WORK ORDER A:
Reproduce word for word the passage of the Maersk forecasting presentation that begins with the words "Micha B A Kunze" and ends with the words "(owned + chartered)".

SOURCE DOCUMENT:
————
#  Great Expectations in the Forecasting Team of Maersk

* Forecasting Team 🥑 at Maersk
* Data and machine learning pipelines in k8s
* Implementation of great expectations
* Pain & Gain

___

Micha B A Kunze - michabenachim.kunze@maersk.com | [@mbakunze](https://github.com/mbakunze)

# Forecasting Team 🥑 of Maersk


# Maersk

* largest ocean container shipping company (~20-25% of global volume)
* ~ 700 vessels (owned + chartered)


## Team 🥑
We build forecasts of future demand - together:

Andreas, Edward, Lasse, Hans, Karin, Julija, Henrik, Ricko, Luca, Marco, Andreas, Micha, Søren and Julia.

## Building Forecasts

 * daily batch processing of __full__ historical datasets
 * crucial that data is historically accurate (at which time did you know what)
 * computationally heavy jobs
 

 ### Tech Stack:
 * Git
 * Docker
 * Kubernetes
 * Python, R, Spark
 * Azure Blob Storage
 * Datadog

# How we work

 * everything is code, and code lives in git
 * DevOps / GitOps
 * all running code is containerized
 * highly collaborative: software engineers | data scientists | data engineers pair to solve challenges
 * multiple forecasting products in production -> millions of forecasts a day




# Data and Machine Learning Pipelines in Kubernetes

# How We Build Pipelines

 * use pippi to run pipelines (in-house built orchestrator)
 * separate functions (-> code) and data (-> config)
————
Collected data:
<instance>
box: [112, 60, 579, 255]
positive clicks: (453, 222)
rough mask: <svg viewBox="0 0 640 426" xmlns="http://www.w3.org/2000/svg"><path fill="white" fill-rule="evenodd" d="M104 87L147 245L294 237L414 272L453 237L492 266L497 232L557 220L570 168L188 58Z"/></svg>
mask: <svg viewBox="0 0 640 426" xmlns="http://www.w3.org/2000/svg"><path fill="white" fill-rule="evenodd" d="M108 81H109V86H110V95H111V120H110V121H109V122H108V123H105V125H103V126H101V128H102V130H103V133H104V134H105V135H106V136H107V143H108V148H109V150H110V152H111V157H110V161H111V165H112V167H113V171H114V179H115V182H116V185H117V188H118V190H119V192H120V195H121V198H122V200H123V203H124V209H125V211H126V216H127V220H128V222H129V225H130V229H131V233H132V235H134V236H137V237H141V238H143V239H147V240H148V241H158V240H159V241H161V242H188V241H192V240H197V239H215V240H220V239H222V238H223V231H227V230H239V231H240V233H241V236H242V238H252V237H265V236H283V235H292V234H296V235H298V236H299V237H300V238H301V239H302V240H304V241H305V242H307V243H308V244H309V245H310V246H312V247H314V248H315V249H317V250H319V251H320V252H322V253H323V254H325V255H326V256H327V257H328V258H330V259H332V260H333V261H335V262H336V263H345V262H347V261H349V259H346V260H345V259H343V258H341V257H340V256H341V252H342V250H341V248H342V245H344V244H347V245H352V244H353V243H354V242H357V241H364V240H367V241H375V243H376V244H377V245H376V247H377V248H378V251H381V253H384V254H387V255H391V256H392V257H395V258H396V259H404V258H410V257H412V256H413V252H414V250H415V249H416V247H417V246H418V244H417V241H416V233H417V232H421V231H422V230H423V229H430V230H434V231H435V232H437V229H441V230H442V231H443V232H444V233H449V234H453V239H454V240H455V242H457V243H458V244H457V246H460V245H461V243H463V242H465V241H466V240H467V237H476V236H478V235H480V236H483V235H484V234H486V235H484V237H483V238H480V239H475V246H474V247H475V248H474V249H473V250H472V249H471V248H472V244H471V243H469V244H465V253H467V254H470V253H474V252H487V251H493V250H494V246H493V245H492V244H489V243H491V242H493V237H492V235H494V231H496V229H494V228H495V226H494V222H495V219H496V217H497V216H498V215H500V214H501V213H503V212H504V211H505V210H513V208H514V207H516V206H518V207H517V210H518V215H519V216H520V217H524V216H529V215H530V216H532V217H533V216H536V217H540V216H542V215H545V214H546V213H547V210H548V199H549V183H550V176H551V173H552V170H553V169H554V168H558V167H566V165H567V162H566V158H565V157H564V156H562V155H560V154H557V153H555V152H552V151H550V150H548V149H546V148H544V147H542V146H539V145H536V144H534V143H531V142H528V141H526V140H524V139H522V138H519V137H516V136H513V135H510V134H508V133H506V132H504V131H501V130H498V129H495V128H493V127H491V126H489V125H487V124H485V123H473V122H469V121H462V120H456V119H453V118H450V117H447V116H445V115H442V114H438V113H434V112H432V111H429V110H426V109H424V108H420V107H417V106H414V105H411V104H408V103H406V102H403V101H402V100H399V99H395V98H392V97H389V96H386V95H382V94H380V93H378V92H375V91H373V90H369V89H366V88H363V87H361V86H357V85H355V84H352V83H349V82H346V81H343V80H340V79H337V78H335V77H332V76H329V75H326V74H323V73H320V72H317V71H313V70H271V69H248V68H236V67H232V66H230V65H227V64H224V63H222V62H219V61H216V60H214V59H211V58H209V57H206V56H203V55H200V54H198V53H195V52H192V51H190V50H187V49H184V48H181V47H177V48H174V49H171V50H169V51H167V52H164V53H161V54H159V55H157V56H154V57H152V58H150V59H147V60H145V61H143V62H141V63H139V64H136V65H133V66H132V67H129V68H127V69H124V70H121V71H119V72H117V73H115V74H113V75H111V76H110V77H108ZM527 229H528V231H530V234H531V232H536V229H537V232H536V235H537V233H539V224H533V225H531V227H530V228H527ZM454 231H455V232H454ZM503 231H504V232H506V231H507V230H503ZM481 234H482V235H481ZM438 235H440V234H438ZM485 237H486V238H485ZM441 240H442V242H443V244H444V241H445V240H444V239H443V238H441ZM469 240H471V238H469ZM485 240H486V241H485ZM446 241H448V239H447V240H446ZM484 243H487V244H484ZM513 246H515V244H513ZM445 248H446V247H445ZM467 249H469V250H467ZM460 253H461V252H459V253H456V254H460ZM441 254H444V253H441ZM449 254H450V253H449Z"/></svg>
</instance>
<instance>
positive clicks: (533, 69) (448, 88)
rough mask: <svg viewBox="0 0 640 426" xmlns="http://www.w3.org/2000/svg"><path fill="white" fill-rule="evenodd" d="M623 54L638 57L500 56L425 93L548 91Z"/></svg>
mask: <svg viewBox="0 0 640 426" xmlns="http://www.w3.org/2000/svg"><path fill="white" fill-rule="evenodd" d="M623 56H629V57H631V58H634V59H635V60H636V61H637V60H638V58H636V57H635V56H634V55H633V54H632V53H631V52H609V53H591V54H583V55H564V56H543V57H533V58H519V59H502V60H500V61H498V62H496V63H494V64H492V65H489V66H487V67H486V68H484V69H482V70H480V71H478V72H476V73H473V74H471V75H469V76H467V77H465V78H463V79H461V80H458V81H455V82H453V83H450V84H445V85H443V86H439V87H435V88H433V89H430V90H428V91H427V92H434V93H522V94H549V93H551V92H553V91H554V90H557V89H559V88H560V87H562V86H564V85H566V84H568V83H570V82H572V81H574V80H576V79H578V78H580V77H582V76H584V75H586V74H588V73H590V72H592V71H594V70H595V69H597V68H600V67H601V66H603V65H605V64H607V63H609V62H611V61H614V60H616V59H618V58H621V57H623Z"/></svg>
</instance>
————
WORK ORDER B:
Turn the records, from their first line through the line containing "87L147 245L294 237L414", into a numbered list, leaving out any blank lines.

RESPONSE AREA A:
Micha B A Kunze - michabenachim.kunze@maersk.com | [@mbakunze](https://github.com/mbakunze)

# Forecasting Team 🥑 of Maersk


# Maersk

* largest ocean container shipping company (~20-25% of global volume)
* ~ 700 vessels (owned + chartered)

RESPONSE AREA B:
1. <instance>
2. box: [112, 60, 579, 255]
3. positive clicks: (453, 222)
4. rough mask: <svg viewBox="0 0 640 426" xmlns="http://www.w3.org/2000/svg"><path fill="white" fill-rule="evenodd" d="M104 87L147 245L294 237L414 272L453 237L492 266L497 232L557 220L570 168L188 58Z"/></svg>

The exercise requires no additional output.